# [DATA SHOWN]
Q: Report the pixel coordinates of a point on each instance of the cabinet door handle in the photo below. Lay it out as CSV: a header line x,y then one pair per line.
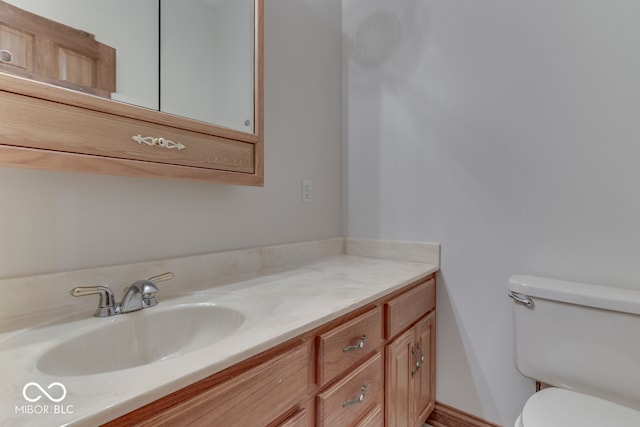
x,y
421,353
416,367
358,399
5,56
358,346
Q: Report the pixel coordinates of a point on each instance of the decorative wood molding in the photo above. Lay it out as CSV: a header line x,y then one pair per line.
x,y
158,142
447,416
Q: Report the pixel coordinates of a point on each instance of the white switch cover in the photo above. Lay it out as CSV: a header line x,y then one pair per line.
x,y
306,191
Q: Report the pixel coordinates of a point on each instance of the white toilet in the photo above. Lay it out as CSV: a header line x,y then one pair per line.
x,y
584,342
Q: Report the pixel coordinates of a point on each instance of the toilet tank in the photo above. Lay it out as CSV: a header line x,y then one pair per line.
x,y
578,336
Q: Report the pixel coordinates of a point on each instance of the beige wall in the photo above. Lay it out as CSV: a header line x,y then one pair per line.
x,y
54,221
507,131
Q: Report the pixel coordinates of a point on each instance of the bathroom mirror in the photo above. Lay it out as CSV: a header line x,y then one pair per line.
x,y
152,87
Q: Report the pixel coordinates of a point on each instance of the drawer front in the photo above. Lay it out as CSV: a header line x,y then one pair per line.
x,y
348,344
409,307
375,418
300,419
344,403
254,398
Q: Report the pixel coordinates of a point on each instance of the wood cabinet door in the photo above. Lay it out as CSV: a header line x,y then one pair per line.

# [GIVEN REQUEST]
Return all of the records above verbatim, with the picture left out.

# [TASK OUTPUT]
Q: Report the pixel coordinates of a point on each instance of the cabinet door handle in the photo below. Lay it out as CSV: a header line x,y then one pair per line.
x,y
421,353
416,367
358,399
5,56
358,346
Q: Report the pixel coordinates of a point on each instance of the decorative wood molding in the photo above. Lay it out as CSV: a header line x,y then one pair per line.
x,y
158,142
447,416
Q: Report the pixel coordinates of a point on each instance of the white switch cover in the photo above. Lay it out as CSV: a header line x,y then one pair per line.
x,y
306,191
Q: Report the pixel coordinates of a point on each instance of the white toilet in the photo above. Lay it out as CSV: a header line x,y then one pair per line.
x,y
584,342
Q: Report the pixel coordinates of a point on each instance of the toilet tank in the photo above. Lay it out as CSV: a header line x,y then one pair per line.
x,y
578,336
Q: Report the pixel coordinates of a point on each instance of the beige wall in the photo above. Lay it out as CSV: a header line x,y then one pair per line.
x,y
54,221
507,131
Q: Report the pixel coordinates of a point on each instance of the bathroom mirror in the photo above. Lay it out as CSV: a header line x,y then one pair per line.
x,y
152,87
Q: Report the pixel coordinates of a point on each instance of the drawer front in the photo above. Lay it out as CSV: a header line x,y then one pair per line.
x,y
348,344
409,307
375,418
300,419
344,403
254,398
Q: Report the pixel coordinates of a point on each instance of the wood cabinet door in the photo above. Lay it out as CSV: a header line x,y then one pair per line.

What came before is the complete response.